Start of Reading text
SHIZUOKA, Japan, June 11 (Reuters) - Germany went through to the second round of the World Cup on Tuesday with a hard-earned 2-0 victory over Cameroon that said more about the African side's lapses than it did about the three times world champions' prowess.

Solid rather than spectacular, Germany ran out worthy winners in the end thanks to goals from half-time substitute Marco Bode and fellow striker Miroslav Klose, the tournament's leading scorer with five goals. Germany, who played with 10 men for much of the game after defender Carsten Ramelow was sent off in the 40th minute, displayed the same steely resolve that helped them qualify for the finals only after beating Ukraine in the playoffs.

The win will do wonders for a team that few back home expected to improve on their last two World Cups when they were knocked out at the quarter-final stage 3-0 by Croatia in 1998 and 2-1 by Bulgaria in 1994. But Cameroon will look back on the match and know they squandered gilt-edged chances to inflict the same embarrassing early exit on Germany as France suffered earlier in the day.

On a damp night in Shizuoka, Cameroon should have gone ahead as early as the 11th minute when midfielder Salomon Olembe broke through following a mistake by defender Thomas Linke and had only the goalkeeper to beat.

Fortunately for Germany the goalkeeper was Oliver Kahn. The German captain spread his imposing frame and blocked the shot.

Seventeen minutes later it was Cameroon captain Rigobert Song's turn to stake a claim to fame, but he headed wide when it seemed easier to score.

Cameroon coach Wilfried Schaefer thought the turning point in the match was five minutes before halftime when Ramelow, who had already been shown a yellow card, was sent off for tripping Samuel Eto'o as the Cameroon striker bore down on goal.

"I'd have preferred it if he'd stayed on the field and Eto'o had scored," said Schaefer, a former Bundesliga manager who became the first German to lead a foreign team against his home country.
End of Reading text
- [Set of tasks]:
A - According to the match report, why did Germany play with 10 men for much of the game? Answer in one to three sentences.
B - Transcribe the stretch of the match report from "Seventeen minutes later" through "down on goal.".
C - Go on with the match report from its last sentence.
The lines after the match report are not needed.
Start of Data
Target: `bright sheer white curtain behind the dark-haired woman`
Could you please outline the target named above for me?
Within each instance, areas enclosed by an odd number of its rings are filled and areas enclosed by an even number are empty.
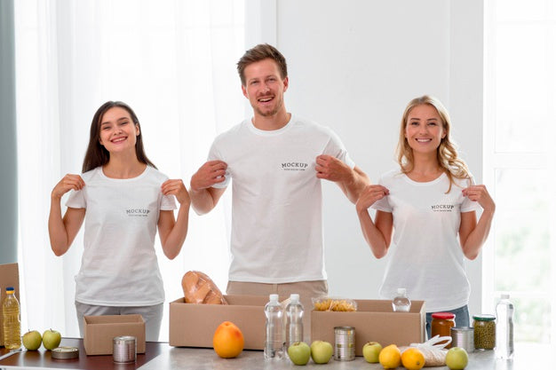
End of Data
- [Answers]:
A - Defender Carsten Ramelow was sent off in the 40th minute. He had already been shown a yellow card and was sent off for tripping Samuel Eto'o as the Cameroon striker bore down on goal.

B -
Seventeen minutes later it was Cameroon captain Rigobert Song's turn to stake a claim to fame, but he headed wide when it seemed easier to score.

Cameroon coach Wilfried Schaefer thought the turning point in the match was five minutes before halftime when Ramelow, who had already been shown a yellow card, was sent off for tripping Samuel Eto'o as the Cameroon striker bore down on goal.

C -
As often happens when a team is down to 10 men, Germany came out for the second half looking stronger. You could sense that Cameroon had blown their chance.

Sure enough, in the 50th minute, Cameroon lost concentration and gave the ball away in midfield. Swooping like a hawk, man-of-the-match Klose fed Bode, who coolly slotted the ball home. Suddenly the make-up of the game was transformed.

Cameroon's confidence crumbled. Their shots became speculative and their passes tentative. Germany's backbone, by contrast, visibly stiffened. Although a man down, they knew they had their opponents on the ropes. Their tackling became crisper and they looked sharper on the break.

"Strangely enough, we started to play good football after we were down to 10. After we opened the scoring Cameroon became nervous and we started to take control," Germany coach Rudi Voeller said. By the end, with Cameroon heads drooping, the margin of victory could have been even greater.

Attacking midfielder Michael Ballack, a player of true class in a mainly workmanlike team, forced a good save from Cameroon keeper Boukar Alioum with a diving header two minutes from time.

By then Cameroon, too, were down to 10 men after Spanish referee Antonio Lopez Nieto sent off substitute Patrick Suffo.

Brandishing cards with the relish of a matador flourishing his cape, Lopez Nieto cautioned 16 players in all, eight on each side, a World Cup finals record in what was never really a dirty game.